- **What to do**:
Write out each entry, exactly the way it appears.

- **Data provided**:
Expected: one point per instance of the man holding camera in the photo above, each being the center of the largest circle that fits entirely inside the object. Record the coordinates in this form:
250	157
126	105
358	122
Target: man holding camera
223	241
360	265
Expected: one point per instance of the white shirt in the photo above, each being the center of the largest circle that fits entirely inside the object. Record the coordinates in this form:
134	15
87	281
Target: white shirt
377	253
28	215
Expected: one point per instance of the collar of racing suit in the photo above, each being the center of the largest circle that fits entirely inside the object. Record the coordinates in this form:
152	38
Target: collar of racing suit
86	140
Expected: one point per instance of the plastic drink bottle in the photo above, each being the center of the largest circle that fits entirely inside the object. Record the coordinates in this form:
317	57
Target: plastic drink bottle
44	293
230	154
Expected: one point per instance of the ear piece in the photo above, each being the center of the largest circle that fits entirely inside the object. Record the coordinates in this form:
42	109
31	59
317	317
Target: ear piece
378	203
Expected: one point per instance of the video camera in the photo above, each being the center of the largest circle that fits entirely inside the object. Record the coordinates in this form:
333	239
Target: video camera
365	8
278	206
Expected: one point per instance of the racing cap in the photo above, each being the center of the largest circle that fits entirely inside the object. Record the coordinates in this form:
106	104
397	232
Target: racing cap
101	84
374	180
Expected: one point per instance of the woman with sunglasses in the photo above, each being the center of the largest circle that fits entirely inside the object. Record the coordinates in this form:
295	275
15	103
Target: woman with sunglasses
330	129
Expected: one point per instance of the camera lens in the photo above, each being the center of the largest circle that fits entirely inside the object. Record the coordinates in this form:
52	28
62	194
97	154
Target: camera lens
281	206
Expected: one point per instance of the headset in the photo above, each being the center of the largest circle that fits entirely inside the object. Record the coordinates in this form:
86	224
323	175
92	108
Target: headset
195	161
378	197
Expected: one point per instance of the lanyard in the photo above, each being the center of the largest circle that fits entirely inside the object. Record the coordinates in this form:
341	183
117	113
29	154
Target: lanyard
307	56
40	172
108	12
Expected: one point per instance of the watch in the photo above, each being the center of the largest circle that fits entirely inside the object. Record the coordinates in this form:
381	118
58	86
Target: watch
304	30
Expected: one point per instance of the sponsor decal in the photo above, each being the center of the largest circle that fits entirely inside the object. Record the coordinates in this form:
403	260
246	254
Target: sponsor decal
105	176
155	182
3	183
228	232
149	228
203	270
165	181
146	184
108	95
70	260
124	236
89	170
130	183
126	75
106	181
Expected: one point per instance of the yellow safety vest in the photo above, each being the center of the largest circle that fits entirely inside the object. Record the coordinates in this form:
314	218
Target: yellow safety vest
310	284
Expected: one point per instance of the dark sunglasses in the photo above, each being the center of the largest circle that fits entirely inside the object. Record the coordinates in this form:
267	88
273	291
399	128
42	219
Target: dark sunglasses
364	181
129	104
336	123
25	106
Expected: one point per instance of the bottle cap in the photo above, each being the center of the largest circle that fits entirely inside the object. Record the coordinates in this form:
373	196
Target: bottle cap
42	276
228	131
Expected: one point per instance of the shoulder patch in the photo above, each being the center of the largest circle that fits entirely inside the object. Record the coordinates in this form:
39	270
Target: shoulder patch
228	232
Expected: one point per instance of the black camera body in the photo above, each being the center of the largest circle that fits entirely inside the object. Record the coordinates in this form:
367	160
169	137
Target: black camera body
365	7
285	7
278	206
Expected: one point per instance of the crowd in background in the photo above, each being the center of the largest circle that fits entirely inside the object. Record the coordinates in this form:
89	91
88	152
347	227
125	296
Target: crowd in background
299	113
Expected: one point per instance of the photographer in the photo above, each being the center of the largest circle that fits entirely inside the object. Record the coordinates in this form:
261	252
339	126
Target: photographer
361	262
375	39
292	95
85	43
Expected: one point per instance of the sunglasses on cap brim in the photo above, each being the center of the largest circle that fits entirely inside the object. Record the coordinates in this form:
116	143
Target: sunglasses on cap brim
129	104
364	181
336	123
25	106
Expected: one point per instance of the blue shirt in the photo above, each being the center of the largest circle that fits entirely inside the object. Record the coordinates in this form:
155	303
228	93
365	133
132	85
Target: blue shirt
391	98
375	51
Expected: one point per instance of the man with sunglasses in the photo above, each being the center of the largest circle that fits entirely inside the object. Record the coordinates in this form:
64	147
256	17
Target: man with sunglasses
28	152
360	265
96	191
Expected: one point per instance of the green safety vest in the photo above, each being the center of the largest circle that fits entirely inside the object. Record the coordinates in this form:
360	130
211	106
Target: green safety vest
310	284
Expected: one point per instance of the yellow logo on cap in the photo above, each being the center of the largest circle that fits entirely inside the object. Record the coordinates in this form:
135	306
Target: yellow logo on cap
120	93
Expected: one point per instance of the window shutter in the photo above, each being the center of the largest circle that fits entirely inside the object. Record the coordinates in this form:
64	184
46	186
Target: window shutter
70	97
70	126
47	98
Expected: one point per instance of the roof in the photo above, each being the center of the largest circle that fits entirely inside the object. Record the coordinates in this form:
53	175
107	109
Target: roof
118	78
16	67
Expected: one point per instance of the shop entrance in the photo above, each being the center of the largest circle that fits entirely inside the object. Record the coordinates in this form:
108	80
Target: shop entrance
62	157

- **Exercise result**:
Expected: one point per instance of the man holding camera in the photo above, each being the center of the largest circle that fits entirely inside the object. Record the coordinates in this form:
250	157
126	105
358	122
Target: man holding camera
223	241
360	265
Expected: one point per instance of the white shirt in the photo above, each being the center of the largest circle that fits entirely inside the object. Record the coordinates in this form:
134	15
87	281
Target: white shirt
377	253
28	215
Expected: one point per instance of the collar of racing suit in the photo above, each being the center of the largest circle that fits entirely inside the object. Record the coordinates in this form:
152	38
Target: collar of racing suit
86	140
Expected: one point per instance of the plastic drink bottle in the photo above, each being the center of the largest circle that fits entirely inside the object. Record the coordinates in this form:
317	57
Target: plastic drink bottle
44	293
230	154
Expected: one point per instance of the ear piece in the photo above, each being the center of the largest circle that fits entirely inside the object. Record the coordinates in this form:
42	109
31	59
317	317
Target: ear piece
378	203
Expected: one point per instance of the video camera in the photo above, each being the center of the largest circle that fits entirely inside the object. Record the coordinates in this form:
333	239
Target: video camera
365	8
278	206
Expected: one point per instance of the racing cap in the photo above, each being the center of the largest circle that fits entirely inside the object. Record the coordinates in this form:
106	104
397	232
Target: racing cap
101	84
374	180
Expected: one point per instance of the woman with sunglasses in the photo above, each being the center of the largest circle that fits entirely inside the object. Record the coordinates in this form:
295	275
15	103
Target: woman with sunglasses
330	129
Expected: one point per instance of the camera lens in the photo above, each being the center of the largest circle that fits entirely inside the object. Record the coordinates in this form:
52	28
62	194
97	154
Target: camera lens
281	206
Expected: one point per instance of the headset in the photo above, each being the center of the largest circle that fits entirely inside the object. Record the coordinates in this form:
86	224
323	175
92	108
Target: headset
195	161
378	197
Expected: one point per instance of the lanyard in the photo above, each being the center of the largest circle that fits entirely inside the object. Record the coordinates in this form:
341	183
117	113
29	154
Target: lanyard
307	56
40	172
108	12
Expected: one point per instance of the watch in the photo above, each being the center of the largest circle that fits entirely inside the object. Record the coordinates in this form:
381	118
58	86
Target: watch
304	30
Expected: one point per instance of the sponsor decal in the photo above, each being the center of the largest circle that fits entirely inside the object. Record the coordinates in this form:
403	260
246	254
Target: sponsor decal
105	176
155	182
3	183
228	232
149	228
203	270
165	181
146	184
108	95
70	260
124	236
89	170
130	183
126	75
106	181
Expected: one point per instance of the yellow safety vest in the photo above, each being the center of the largest circle that fits entirely inside the object. Record the coordinates in this form:
314	218
Target: yellow safety vest
310	284
Expected: one point per instance of the dark sunglasses in the photo above, each being the center of the largest circle that fits entirely inside the object. Record the coordinates in this form:
267	88
273	291
399	128
42	219
Target: dark sunglasses
364	181
129	104
336	123
25	106
Expected: one point per instance of the bottle cap in the photo above, each being the center of the largest circle that fits entirely inside the object. Record the coordinates in this form:
373	196
Target: bottle cap
42	276
228	131
Expected: one point per instance of the shoulder patch in the photo above, each being the center of the largest circle that fits entirely inside the object. Record the coordinates in this form:
39	270
Target: shoulder patch
228	232
Expected: one point per instance of the black camera body in the photo above, each being the center of the largest circle that fits entirely inside the object. Record the coordinates in this form:
367	160
169	137
Target: black camera body
365	7
285	7
278	206
Expected: one point per instance of the crowd in background in the photo above, each being the center of the largest circle that fits entirely inside the object. Record the coordinates in this form:
89	91
88	152
347	227
125	296
Target: crowd in background
299	113
Expected: one point per instance of the photographer in the photo above, each being the center of the largest circle that fits entirely inside the object. Record the coordinates in this form:
261	252
339	126
Target: photographer
361	262
375	39
292	95
85	43
Expected: one point per instance of the sunglasses on cap brim in the photo above, each being the center of the largest circle that fits entirely inside the object. Record the coordinates in this form:
116	143
Target: sunglasses on cap brim
129	104
364	181
336	123
25	106
Expected: one point per instance of the blue shirt in the photo above, each being the center of the largest circle that fits entirely inside the object. Record the coordinates in this form:
155	303
228	93
365	133
132	85
Target: blue shirt
391	98
375	51
Expected: one point per instance of the man with sunglasses in the photo above, each being the center of the largest circle that fits entirely inside the object. Record the coordinates in this form:
64	147
256	17
Target: man with sunglasses
28	152
360	265
96	191
Expected: one point per instance of the green safety vest in the photo above, each being the center of the largest circle that fits entirely inside the object. Record the coordinates in this form:
360	130
211	106
Target: green safety vest
310	284
Expected: one point per instance of the yellow logo on cap in the photo above, each being the center of the largest circle that fits entirely inside the object. Record the coordinates in this form:
135	306
Target: yellow logo on cap
120	93
Expected: one point per instance of the window shutter in the photo above, each being the center of the largest circle that fits entirely inside the object. Record the coordinates in this form:
64	184
46	186
Target: window shutter
70	97
70	126
47	98
Expected: one point per instance of the roof in the photo above, each being the center of the largest circle that fits entirely inside the object. Record the coordinates in this form:
53	175
107	109
Target: roof
118	78
16	67
Expected: one point per instance of the shop entrance in the photo above, each being the center of the largest circle that fits entirely inside the object. Record the coordinates in this form:
108	80
Target: shop entrance
62	157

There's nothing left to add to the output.